## WHAT THE TASK ASKS
Restate only the tail of the data below, starting at the line that contains "Practice step: locate the concrete" and including the last line, word for word.

Natural language region descriptions
/---
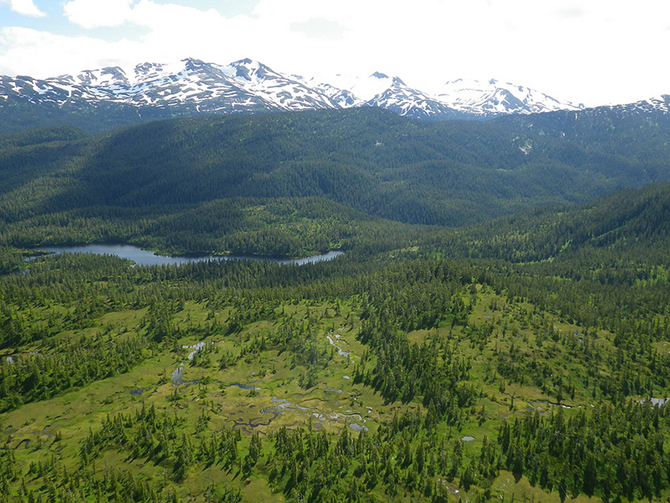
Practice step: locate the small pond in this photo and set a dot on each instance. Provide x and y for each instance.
(144, 257)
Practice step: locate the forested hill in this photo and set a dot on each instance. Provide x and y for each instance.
(368, 159)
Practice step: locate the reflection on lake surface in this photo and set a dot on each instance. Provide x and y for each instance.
(143, 257)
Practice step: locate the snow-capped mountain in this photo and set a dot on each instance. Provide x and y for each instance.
(493, 98)
(192, 86)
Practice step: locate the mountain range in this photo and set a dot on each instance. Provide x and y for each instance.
(190, 87)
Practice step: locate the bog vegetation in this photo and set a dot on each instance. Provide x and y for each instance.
(521, 359)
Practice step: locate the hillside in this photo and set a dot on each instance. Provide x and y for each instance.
(367, 160)
(388, 374)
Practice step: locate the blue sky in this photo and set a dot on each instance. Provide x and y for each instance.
(589, 51)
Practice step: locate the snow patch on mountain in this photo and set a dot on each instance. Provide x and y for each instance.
(192, 86)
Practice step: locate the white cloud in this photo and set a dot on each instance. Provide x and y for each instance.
(24, 7)
(98, 13)
(595, 51)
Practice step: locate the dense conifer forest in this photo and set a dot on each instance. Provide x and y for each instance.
(445, 356)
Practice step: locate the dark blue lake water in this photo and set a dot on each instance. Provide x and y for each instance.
(143, 257)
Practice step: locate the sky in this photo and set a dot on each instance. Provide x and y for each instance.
(593, 52)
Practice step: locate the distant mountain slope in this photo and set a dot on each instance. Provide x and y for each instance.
(628, 225)
(102, 99)
(371, 160)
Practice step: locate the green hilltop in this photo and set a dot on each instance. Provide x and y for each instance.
(497, 328)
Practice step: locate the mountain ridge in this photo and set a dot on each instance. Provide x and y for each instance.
(192, 86)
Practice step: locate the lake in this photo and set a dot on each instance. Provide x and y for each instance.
(144, 257)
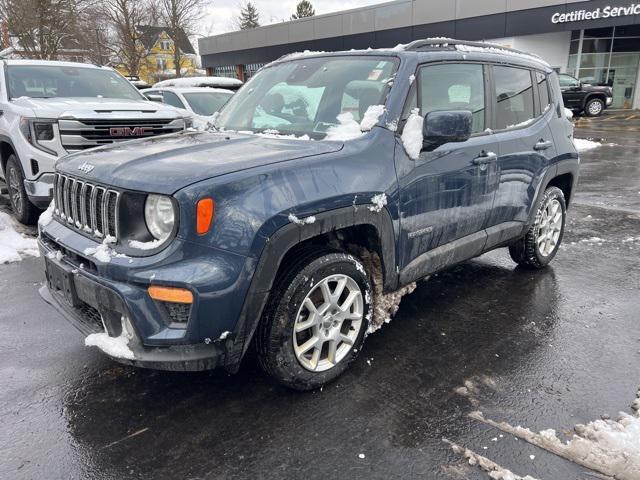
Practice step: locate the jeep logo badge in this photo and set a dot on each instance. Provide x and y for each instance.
(130, 131)
(86, 167)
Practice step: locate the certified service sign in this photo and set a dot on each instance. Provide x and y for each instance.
(605, 12)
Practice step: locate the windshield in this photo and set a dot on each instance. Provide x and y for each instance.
(207, 103)
(38, 81)
(305, 96)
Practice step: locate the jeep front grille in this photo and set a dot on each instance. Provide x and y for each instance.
(86, 206)
(77, 135)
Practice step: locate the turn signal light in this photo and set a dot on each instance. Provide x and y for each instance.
(170, 294)
(205, 211)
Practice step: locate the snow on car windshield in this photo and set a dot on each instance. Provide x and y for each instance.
(48, 81)
(308, 96)
(207, 103)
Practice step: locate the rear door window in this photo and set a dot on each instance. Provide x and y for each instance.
(453, 87)
(543, 91)
(514, 97)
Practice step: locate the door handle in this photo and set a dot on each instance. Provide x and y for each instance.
(484, 158)
(542, 145)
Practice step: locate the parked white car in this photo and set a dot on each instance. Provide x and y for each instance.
(196, 101)
(49, 109)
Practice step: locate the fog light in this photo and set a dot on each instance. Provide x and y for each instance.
(170, 294)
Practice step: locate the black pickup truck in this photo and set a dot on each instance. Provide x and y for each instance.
(583, 97)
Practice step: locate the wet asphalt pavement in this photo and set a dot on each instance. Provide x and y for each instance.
(545, 349)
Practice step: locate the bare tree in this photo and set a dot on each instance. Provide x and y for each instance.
(42, 26)
(181, 18)
(123, 18)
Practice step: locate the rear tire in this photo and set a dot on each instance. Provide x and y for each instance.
(541, 242)
(24, 211)
(315, 323)
(594, 107)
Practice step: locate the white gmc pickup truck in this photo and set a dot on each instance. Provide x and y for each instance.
(49, 109)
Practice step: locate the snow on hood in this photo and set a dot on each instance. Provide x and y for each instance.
(86, 107)
(14, 246)
(168, 163)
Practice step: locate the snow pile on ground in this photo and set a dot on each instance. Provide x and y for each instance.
(495, 471)
(347, 128)
(304, 221)
(412, 134)
(117, 347)
(46, 216)
(583, 145)
(199, 82)
(371, 117)
(610, 447)
(378, 202)
(13, 246)
(103, 252)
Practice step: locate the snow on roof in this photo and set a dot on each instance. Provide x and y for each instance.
(199, 82)
(53, 63)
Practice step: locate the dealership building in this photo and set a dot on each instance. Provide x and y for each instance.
(596, 41)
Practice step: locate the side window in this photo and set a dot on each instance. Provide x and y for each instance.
(453, 87)
(567, 81)
(172, 99)
(514, 97)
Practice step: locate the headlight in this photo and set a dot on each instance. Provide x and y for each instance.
(160, 216)
(36, 131)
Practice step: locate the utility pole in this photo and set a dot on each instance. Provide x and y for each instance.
(98, 45)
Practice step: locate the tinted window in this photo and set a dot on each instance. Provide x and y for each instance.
(453, 87)
(543, 90)
(514, 96)
(172, 99)
(206, 103)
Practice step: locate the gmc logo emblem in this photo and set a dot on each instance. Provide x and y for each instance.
(130, 132)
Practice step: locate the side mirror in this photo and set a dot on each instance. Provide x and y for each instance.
(442, 127)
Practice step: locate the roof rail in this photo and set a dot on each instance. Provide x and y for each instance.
(450, 42)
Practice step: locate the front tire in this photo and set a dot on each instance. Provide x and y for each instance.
(541, 242)
(315, 324)
(24, 211)
(594, 107)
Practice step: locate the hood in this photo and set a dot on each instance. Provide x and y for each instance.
(168, 163)
(83, 107)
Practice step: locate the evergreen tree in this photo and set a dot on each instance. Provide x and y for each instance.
(249, 17)
(303, 9)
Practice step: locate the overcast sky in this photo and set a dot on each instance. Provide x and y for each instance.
(221, 14)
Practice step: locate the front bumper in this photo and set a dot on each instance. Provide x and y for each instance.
(94, 304)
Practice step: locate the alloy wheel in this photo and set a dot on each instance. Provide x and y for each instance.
(328, 323)
(549, 228)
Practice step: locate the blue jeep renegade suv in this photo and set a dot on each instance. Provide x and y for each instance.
(326, 186)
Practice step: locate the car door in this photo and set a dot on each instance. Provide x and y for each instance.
(571, 91)
(526, 147)
(446, 194)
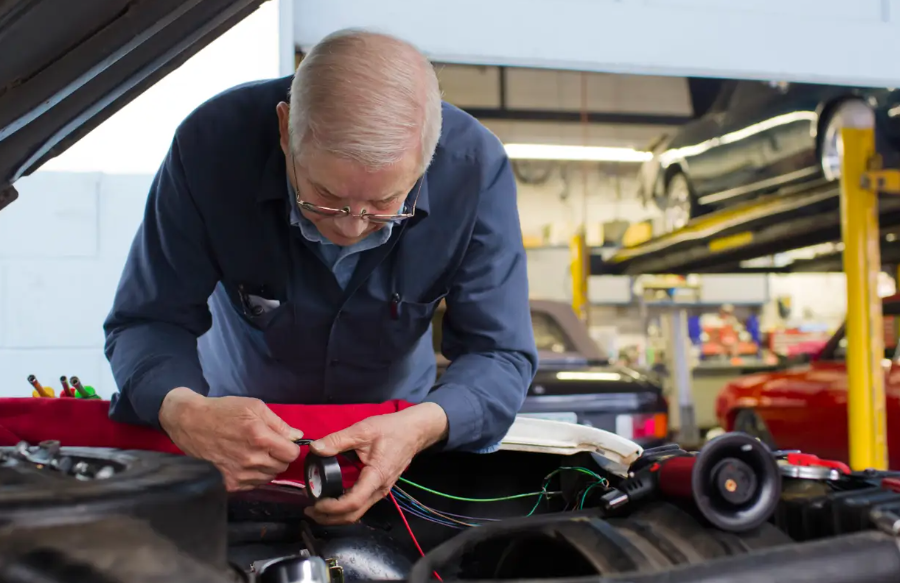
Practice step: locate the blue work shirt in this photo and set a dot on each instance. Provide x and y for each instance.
(224, 293)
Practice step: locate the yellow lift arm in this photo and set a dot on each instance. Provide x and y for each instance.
(862, 181)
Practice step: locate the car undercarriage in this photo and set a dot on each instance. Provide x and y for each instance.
(734, 511)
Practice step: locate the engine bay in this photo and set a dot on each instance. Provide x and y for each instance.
(732, 511)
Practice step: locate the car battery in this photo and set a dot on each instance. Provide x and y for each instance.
(811, 510)
(850, 512)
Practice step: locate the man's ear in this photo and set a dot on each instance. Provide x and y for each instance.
(285, 136)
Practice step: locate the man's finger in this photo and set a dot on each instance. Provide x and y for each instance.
(267, 464)
(275, 445)
(369, 483)
(339, 441)
(348, 518)
(278, 425)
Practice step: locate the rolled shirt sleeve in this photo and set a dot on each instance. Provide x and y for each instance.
(487, 329)
(160, 307)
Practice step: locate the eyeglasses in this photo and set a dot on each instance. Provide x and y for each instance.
(364, 214)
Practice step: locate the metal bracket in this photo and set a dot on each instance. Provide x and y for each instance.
(335, 571)
(881, 181)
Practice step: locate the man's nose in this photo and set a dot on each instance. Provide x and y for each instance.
(350, 226)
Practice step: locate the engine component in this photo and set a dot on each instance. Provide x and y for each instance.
(49, 483)
(733, 481)
(657, 537)
(295, 570)
(586, 546)
(812, 510)
(111, 550)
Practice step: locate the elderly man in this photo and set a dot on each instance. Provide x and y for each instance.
(296, 242)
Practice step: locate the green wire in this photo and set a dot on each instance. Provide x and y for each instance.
(543, 493)
(588, 490)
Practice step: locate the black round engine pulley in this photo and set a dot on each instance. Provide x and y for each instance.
(323, 477)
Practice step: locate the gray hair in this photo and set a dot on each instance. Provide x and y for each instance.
(368, 97)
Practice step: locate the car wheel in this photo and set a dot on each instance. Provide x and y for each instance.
(180, 498)
(678, 205)
(749, 422)
(852, 113)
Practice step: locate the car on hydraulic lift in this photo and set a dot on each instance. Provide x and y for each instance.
(558, 500)
(577, 383)
(756, 138)
(805, 407)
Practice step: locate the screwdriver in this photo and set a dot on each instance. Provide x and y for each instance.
(66, 388)
(83, 391)
(39, 390)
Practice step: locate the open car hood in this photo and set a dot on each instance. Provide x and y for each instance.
(68, 65)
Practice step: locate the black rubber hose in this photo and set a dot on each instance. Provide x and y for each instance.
(263, 532)
(869, 557)
(49, 566)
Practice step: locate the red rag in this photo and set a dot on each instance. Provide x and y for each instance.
(86, 423)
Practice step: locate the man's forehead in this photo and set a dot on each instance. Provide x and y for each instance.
(344, 179)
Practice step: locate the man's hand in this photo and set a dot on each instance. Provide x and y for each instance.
(386, 444)
(249, 443)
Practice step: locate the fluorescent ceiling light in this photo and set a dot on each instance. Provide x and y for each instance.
(580, 153)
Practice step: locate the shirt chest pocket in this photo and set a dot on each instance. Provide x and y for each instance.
(391, 335)
(405, 324)
(272, 319)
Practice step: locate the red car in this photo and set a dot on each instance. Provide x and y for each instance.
(806, 407)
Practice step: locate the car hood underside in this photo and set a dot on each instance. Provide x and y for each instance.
(67, 65)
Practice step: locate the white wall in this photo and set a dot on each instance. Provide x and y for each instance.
(826, 41)
(63, 243)
(62, 247)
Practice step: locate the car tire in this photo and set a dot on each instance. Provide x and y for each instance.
(849, 113)
(181, 498)
(678, 205)
(749, 422)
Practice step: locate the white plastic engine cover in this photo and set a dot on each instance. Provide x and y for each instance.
(560, 437)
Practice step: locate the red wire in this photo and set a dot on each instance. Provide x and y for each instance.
(409, 530)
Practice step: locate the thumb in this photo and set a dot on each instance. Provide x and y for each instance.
(337, 442)
(278, 425)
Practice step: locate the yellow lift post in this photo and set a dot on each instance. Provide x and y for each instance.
(862, 181)
(580, 269)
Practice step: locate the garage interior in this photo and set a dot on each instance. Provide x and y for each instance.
(730, 365)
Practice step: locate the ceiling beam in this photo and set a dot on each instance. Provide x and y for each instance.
(549, 115)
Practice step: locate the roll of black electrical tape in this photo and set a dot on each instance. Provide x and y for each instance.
(323, 477)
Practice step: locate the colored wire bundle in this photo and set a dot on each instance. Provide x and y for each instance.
(408, 503)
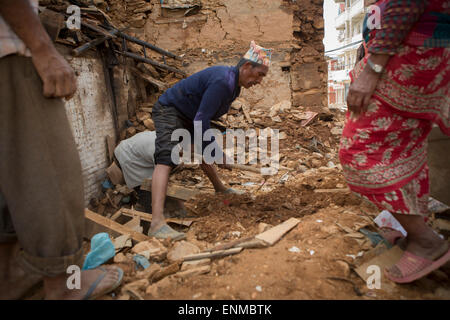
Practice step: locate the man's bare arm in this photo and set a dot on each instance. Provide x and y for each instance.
(57, 76)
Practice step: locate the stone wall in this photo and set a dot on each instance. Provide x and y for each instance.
(309, 68)
(220, 31)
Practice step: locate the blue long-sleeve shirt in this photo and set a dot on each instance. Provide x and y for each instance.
(205, 95)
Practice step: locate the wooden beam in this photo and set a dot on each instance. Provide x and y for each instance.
(114, 226)
(245, 168)
(149, 61)
(161, 85)
(214, 254)
(274, 234)
(332, 190)
(173, 191)
(148, 217)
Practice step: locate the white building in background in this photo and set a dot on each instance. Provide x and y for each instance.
(349, 24)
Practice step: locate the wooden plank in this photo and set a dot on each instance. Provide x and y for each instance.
(245, 168)
(149, 61)
(193, 272)
(116, 215)
(114, 226)
(161, 85)
(167, 271)
(230, 245)
(174, 191)
(332, 190)
(274, 234)
(134, 224)
(384, 260)
(111, 145)
(246, 114)
(214, 254)
(148, 217)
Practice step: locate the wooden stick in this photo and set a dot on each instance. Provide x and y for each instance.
(245, 168)
(149, 61)
(214, 254)
(148, 217)
(114, 226)
(231, 244)
(161, 85)
(91, 44)
(332, 190)
(150, 46)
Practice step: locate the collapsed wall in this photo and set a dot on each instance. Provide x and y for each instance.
(211, 32)
(203, 33)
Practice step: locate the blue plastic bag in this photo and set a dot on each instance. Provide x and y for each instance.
(141, 261)
(102, 249)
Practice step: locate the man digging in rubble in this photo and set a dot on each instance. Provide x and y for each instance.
(40, 171)
(135, 158)
(200, 98)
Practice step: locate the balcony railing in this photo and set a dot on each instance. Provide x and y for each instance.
(340, 20)
(357, 10)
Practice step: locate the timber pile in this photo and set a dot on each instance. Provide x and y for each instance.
(170, 261)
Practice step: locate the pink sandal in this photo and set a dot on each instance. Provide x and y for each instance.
(413, 267)
(391, 235)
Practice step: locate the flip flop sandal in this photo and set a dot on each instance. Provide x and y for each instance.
(233, 191)
(413, 267)
(391, 235)
(89, 296)
(167, 232)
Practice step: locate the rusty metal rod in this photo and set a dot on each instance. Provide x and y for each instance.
(150, 46)
(154, 63)
(88, 45)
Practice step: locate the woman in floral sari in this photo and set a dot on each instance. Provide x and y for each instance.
(399, 89)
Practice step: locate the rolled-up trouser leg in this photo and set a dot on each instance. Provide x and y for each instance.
(40, 172)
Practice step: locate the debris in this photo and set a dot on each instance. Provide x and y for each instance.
(360, 254)
(355, 287)
(134, 224)
(252, 244)
(173, 191)
(344, 190)
(384, 260)
(193, 272)
(274, 234)
(114, 175)
(213, 254)
(123, 241)
(148, 217)
(374, 237)
(114, 226)
(263, 227)
(151, 249)
(102, 249)
(182, 249)
(120, 258)
(167, 271)
(194, 264)
(386, 220)
(149, 272)
(141, 261)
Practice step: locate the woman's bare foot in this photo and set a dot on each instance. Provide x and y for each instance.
(422, 240)
(56, 288)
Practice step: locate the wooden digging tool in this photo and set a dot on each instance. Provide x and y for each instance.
(245, 168)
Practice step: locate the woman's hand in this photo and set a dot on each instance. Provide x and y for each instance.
(363, 87)
(361, 90)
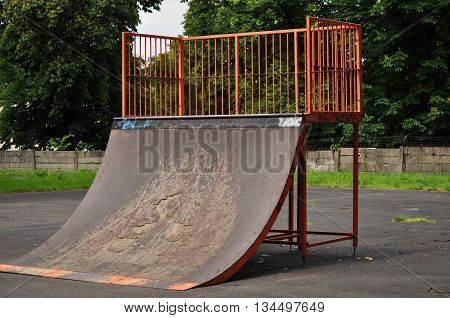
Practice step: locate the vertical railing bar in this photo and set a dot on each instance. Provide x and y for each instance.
(190, 78)
(124, 77)
(281, 71)
(245, 74)
(297, 97)
(134, 78)
(336, 65)
(223, 73)
(209, 78)
(145, 76)
(354, 70)
(203, 78)
(229, 76)
(165, 78)
(305, 71)
(140, 75)
(308, 66)
(170, 77)
(175, 80)
(215, 76)
(129, 75)
(196, 78)
(253, 74)
(342, 42)
(313, 70)
(323, 68)
(273, 73)
(319, 67)
(160, 77)
(287, 73)
(328, 69)
(150, 77)
(360, 96)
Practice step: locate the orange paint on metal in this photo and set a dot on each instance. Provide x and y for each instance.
(128, 281)
(55, 273)
(11, 268)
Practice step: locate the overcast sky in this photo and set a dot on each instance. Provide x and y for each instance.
(167, 21)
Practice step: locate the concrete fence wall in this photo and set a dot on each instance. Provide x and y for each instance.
(50, 159)
(404, 159)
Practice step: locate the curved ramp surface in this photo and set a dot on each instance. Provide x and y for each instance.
(176, 203)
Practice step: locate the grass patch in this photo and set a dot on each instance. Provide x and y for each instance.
(406, 219)
(54, 180)
(378, 180)
(44, 180)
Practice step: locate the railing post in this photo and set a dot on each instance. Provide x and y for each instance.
(124, 76)
(181, 79)
(355, 183)
(236, 72)
(308, 66)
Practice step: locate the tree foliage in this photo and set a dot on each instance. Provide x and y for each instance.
(406, 54)
(59, 68)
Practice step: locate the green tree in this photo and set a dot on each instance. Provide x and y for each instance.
(59, 68)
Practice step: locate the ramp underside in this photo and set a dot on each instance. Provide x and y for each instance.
(174, 205)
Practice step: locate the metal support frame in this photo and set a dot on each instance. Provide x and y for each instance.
(299, 236)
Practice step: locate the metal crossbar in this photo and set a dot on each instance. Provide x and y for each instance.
(315, 70)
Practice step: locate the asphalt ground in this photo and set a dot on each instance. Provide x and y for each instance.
(393, 259)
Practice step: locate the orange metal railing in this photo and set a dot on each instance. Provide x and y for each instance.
(315, 70)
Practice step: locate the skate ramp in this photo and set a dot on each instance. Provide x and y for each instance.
(176, 203)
\---
## YOUR SOLUTION
Practice step: locate the concrete fence wall in this photo and set a dot on each instance. Provide x and y for each instance.
(50, 159)
(404, 159)
Practice step: locate the curved ramp surface in this photo and set a dot on each instance. Provide x and y for each instance.
(176, 203)
Practice step: locate the grass patch in this photo and set a dot on each instance. Provide x and y for each instance.
(406, 219)
(54, 180)
(378, 180)
(44, 180)
Practice step: locate the railing post in this photo and set a dot on each instance. Provide x and y for each instance.
(124, 76)
(181, 79)
(355, 183)
(236, 72)
(308, 66)
Practice step: locate the tree foliage in this photo and set a dot on each instance. Provide x and y for each instance.
(406, 54)
(59, 68)
Practice step: locate the green tree in this photo and set a dot on each instance. Provide x and y for each instance.
(59, 68)
Practice step: locate the ramp underside in this photo and set a dot on each instance. Provide x and y for each instance.
(174, 205)
Practice step: locate the metal support frame in this photo and set a dot on each instance. Provide x and y for each instance.
(299, 236)
Practice step: locate the metal crossbar in this photo and set a dot on each instance. Provide x and y for each instance.
(315, 70)
Practice step: locate the asphalt ground in this photo and set a dot on each instance. Provide x and y for each instance.
(393, 259)
Practice step: locate the orange metal railing in this photo and set a dot on each instance. Provide x and y for each instance.
(315, 70)
Practice step: locate the skate ramp in this photo and set a dot on each instance. Provide x and y for each instance.
(176, 203)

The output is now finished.